The data below should be copied over with complete accuracy.

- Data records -
Content starts
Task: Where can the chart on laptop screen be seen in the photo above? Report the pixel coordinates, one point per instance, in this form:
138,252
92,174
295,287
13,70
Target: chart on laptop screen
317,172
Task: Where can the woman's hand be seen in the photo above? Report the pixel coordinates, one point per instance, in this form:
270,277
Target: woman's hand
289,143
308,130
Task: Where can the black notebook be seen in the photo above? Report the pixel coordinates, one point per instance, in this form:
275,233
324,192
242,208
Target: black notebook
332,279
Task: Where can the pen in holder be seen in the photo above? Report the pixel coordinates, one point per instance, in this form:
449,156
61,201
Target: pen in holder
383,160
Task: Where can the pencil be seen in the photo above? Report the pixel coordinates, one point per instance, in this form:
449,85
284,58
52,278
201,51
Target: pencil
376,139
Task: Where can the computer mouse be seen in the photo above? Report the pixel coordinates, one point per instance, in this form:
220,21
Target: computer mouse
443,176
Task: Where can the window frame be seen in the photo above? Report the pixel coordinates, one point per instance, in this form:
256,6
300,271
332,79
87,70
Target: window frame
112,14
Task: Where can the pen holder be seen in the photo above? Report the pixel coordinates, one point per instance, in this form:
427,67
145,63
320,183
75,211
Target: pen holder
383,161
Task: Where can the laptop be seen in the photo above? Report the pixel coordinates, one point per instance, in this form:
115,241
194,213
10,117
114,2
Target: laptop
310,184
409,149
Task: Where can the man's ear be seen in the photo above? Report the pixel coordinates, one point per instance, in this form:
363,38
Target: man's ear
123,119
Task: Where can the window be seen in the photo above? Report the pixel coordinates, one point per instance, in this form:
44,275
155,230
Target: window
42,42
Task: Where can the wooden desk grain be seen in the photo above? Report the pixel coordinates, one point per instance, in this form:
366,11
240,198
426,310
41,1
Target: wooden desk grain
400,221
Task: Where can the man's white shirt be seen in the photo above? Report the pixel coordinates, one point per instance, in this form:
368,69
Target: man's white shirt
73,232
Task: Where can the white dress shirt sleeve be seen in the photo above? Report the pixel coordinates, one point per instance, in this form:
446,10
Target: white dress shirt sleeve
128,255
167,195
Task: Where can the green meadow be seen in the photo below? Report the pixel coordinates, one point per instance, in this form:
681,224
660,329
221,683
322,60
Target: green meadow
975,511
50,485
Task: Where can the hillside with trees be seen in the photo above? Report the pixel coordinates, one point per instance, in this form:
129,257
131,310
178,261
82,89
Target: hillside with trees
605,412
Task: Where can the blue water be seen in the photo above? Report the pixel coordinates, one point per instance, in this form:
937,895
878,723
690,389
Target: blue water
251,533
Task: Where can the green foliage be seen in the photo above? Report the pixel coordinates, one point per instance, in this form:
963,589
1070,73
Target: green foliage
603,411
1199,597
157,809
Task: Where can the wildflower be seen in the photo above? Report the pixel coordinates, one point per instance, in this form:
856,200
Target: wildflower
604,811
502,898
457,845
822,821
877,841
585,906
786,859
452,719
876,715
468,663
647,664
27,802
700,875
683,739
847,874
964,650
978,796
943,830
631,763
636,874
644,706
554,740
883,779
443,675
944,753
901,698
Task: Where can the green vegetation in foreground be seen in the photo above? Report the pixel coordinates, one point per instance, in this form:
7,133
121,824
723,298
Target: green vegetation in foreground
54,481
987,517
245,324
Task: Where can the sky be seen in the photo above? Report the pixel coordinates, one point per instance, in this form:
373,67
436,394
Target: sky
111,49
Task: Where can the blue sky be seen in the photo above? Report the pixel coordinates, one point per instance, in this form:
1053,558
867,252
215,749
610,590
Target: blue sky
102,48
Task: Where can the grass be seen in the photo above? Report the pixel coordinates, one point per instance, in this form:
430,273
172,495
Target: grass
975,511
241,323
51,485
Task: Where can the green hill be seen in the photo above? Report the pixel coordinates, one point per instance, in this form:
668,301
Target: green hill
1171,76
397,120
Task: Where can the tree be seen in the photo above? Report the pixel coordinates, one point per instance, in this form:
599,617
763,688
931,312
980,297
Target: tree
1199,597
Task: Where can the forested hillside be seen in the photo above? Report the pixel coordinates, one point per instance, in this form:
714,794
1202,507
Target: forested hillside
Content ends
- Output for this exercise -
Task: Where can the chart on laptop screen be seen in the photo above? Report the pixel coordinates, one point per instance, in this form:
138,252
92,174
295,287
13,70
Target: chart on laptop screen
317,172
Task: Where can the woman's hand be seen in the photo above? Report the pixel coordinates, one point per instance, in this form:
270,277
Target: woman's hand
289,143
308,130
Task: Where can the black notebook be seen in the photo above? Report the pixel coordinates, one point per instance, in this form:
275,233
324,192
242,208
Target: black notebook
332,279
Task: Where can the pen in holder be seen in the photo above? Report the pixel coordinates, one point per instance, in this form:
449,156
61,201
Target: pen in holder
383,160
Task: Where can the pencil be seen in the photo above? Report the pixel coordinates, one point per instance, in this form:
449,85
284,58
52,278
201,51
Target: pencil
376,139
Task: Where can the computer mouse be seen in the photo above? Report the pixel coordinates, one point per instance, in this form:
220,21
Target: computer mouse
443,176
Task: Where can the window frame be seen in the photo above? Report the pixel coordinates, one point per instance, in this form:
256,6
300,271
332,79
87,70
Target: window frame
112,14
Task: Where can the pen holder be seen in the photo above? Report the pixel coordinates, one point per instance, in this form:
427,67
145,63
320,183
75,211
Target: pen holder
383,161
Task: Where can the laptop be seen in the photo above? Report the pixel coordinates, one point per instance, in this form:
115,241
194,213
10,117
114,2
Target: laptop
310,184
409,149
Task: Where can the man's ear be seen in the photo above? Report the pixel coordinates, one point per instance, in this form:
363,38
Target: man's ear
123,119
Task: Where can the window be seen in the photo above? Report the pixel coordinates, one point per instance, in this form:
44,275
155,230
Target: window
42,42
Task: Where can the wooden desk grain be seen in the photo above? Report the pixel coordinates, one point per instance, in this form:
366,11
240,198
426,310
41,1
Target: wooden desk grain
400,221
Task: Where can the man's white shirt be seen in the photo above? Report the pixel coordinates, one point per instance, in this form:
368,69
Target: man's white shirt
73,232
Task: Where can the white dress shirt sleeve be seen in the photo above? Report the pixel coordinates, one point per instance, in this form:
446,10
Target: white dress shirt sleeve
128,255
167,195
Task: Where can the green meadow be seen in the photo below? Report the pixel coordinates, one point per instance, in this form:
681,224
660,329
221,683
322,60
Target: green meadow
975,511
50,485
Task: Where can the hillside with trees be seen in the photo above? Report the pixel coordinates, one point per instance, in this form:
129,257
131,310
178,261
82,89
Target: hillside with trees
605,412
Task: Where can the blue water be seen in the photo above? Report the pixel coordinates, one point per instance, in this form:
937,895
878,723
690,389
Target: blue water
251,533
Task: Where can the green foliage be seen in the photo above? Report the pixel coordinates, one point per instance, in this form:
963,589
1070,73
Target: green foliage
603,411
1199,597
157,809
Task: Where can the wildflower be seen in the photo above? Report the pixel coordinates, one point per instance, in this form:
856,200
Target: wildflower
604,811
502,898
457,845
822,821
877,841
585,906
786,859
452,719
876,715
468,663
647,664
27,802
700,875
683,739
847,874
964,650
978,796
943,830
631,763
636,874
644,706
554,740
883,779
443,675
944,753
901,698
Task: Where can the green vegetation in foreground be seen in the photo above? Report the pixel coordinates, one point per instance, in this form:
7,133
121,824
723,298
Target: green vegetation in foreground
54,481
987,517
245,324
Task: Where can the sky be seen in the photo above? Report the pixel coordinates, one point per instance, in this form:
373,67
436,394
Target: sky
111,49
Task: Where can the blue sky be seen in the photo above? Report the pixel coordinates, one point per instance, in this form:
1053,558
867,252
215,749
610,590
Target: blue sky
102,48
Task: Where can the grass be seen in the photo above? Report the pixel coordinates, one point per instance, in this form:
430,273
172,495
Target: grass
975,511
241,323
51,485
Task: Where can the green hill be seen in the photo above? Report the pixel coordinates, one point per instance, in this form:
668,301
Target: green hill
1171,76
397,120
Task: Where can the tree be seen in the photo above? Report the pixel coordinates, one point per instance, in this form:
599,617
763,688
931,312
980,297
Target: tree
1199,597
Task: Where can the forested hillside be seen in the photo above? Report the pixel coordinates, one point per instance, in this form:
714,794
1202,507
Target: forested hillside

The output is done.